━━━ Page excerpt
Rose’s story at times parallels that of another tough-talking, ambitious mother, Stella Dallas. Both are outshone by their daughters and reach tragic epiphanies as they finally loosen their toxic maternal grip. Their bad performances as mothers are underscored in theatrical ways. Rose breaks down on the empty stage of a burlesque theater, where she confronts her destructive influence and concedes, “Kids grow up.” At film’s end, the reconciled mother and daughter laughingly stroll arm-in-arm to a party. Stella playacts to trick her daughter into believing she “wants to be something else besides a mother” and rejects Laurel in a painful scene. By sacrificing her maternal privilege, Stella allows her daughter unfettered access to her “true,” genteel family, on her father’s side.
━━━━━━
━━━ Extracted entries
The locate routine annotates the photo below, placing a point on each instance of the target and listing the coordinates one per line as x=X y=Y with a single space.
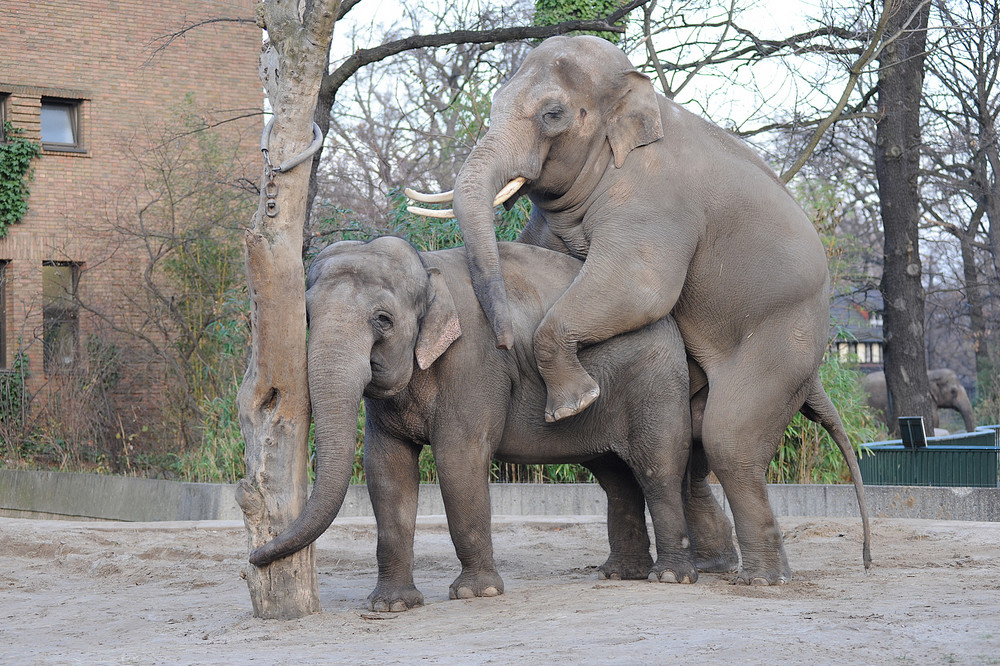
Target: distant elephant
x=671 y=215
x=946 y=391
x=404 y=329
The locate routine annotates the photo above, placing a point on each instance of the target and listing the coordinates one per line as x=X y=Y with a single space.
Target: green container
x=969 y=460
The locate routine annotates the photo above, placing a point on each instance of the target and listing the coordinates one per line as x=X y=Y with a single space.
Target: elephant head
x=947 y=391
x=575 y=108
x=374 y=311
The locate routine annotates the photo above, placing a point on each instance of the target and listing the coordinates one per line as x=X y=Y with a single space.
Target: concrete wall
x=88 y=496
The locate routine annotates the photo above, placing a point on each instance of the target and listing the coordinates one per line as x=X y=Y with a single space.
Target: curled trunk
x=475 y=188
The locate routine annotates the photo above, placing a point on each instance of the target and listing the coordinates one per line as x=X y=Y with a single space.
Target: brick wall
x=111 y=58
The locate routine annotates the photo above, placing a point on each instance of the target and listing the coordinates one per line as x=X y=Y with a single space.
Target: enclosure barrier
x=62 y=495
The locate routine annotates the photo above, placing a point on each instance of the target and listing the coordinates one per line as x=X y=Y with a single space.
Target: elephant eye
x=382 y=322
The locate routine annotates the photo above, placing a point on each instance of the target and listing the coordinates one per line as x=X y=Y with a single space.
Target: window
x=60 y=316
x=3 y=315
x=60 y=124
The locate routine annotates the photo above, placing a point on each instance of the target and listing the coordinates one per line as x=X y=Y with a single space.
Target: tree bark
x=273 y=399
x=897 y=163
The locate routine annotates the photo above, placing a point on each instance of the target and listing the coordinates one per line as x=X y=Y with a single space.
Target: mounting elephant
x=404 y=330
x=946 y=391
x=671 y=215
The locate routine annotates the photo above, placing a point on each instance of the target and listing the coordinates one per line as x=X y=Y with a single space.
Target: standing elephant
x=404 y=329
x=671 y=215
x=946 y=391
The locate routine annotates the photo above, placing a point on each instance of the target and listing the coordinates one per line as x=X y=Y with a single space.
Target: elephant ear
x=636 y=120
x=440 y=326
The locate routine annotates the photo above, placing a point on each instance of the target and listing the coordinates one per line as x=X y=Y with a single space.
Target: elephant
x=946 y=391
x=404 y=330
x=671 y=215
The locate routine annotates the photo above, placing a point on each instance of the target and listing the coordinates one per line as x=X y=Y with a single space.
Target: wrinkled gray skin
━━━━━━
Activity list:
(a) Reproduce the portion of the passage on Rose and Stella Dallas that begins with the words containing "Rose’s story at" and ends with "her father’s side.".
(b) Extend the passage comparing Rose with Stella Dallas, picking up after its final sentence.

Your written answers:
(a)
Rose’s story at times parallels that of another tough-talking, ambitious mother, Stella Dallas. Both are outshone by their daughters and reach tragic epiphanies as they finally loosen their toxic maternal grip. Their bad performances as mothers are underscored in theatrical ways. Rose breaks down on the empty stage of a burlesque theater, where she confronts her destructive influence and concedes, “Kids grow up.” At film’s end, the reconciled mother and daughter laughingly stroll arm-in-arm to a party. Stella playacts to trick her daughter into believing she “wants to be something else besides a mother” and rejects Laurel in a painful scene. By sacrificing her maternal privilege, Stella allows her daughter unfettered access to her “true,” genteel family, on her father’s side.

(b)
Mythologized as the rise and fall of punk rocker Sid Vicious has become, the track of his girlfriend Nancy Spungen’s life from comfortable Philadelphia suburb to heroin-fueled squalor is known primarily via her mother Deborah’s memoir, And I Don’t Want to Live This Life. Its title taken from a poem Sid wrote about Nancy, the book is Deborah’s attempt to reframe Nancy’s lurid public image by chronicling her family’s suffering. Deborah gives this explanation of Nancy’s fitful, punishing life: “She didn’t want to live. She was like a person who came to visit and decided she didn’t want to stay.” In October 1978 Nancy was found dead in the bathroom of her apartment, presumably stabbed by a drug-addled Sid. Within days, Mommie Dearest, Christina Crawford’s scandalous memoir of life with her mother, movie icon Joan Crawford, was published. Like Nancy, Joan was dead, and her friends (including Ann Blyth, Veda in Mildred Pierce) defended her against accusations of child abuse. The memoirs are inversely related. In one, a mother corrects the media’s uncaring portrayal of her out-of-control daughter; in the other, a tortured daughter reveals the shameful private life of her publicly revered mother.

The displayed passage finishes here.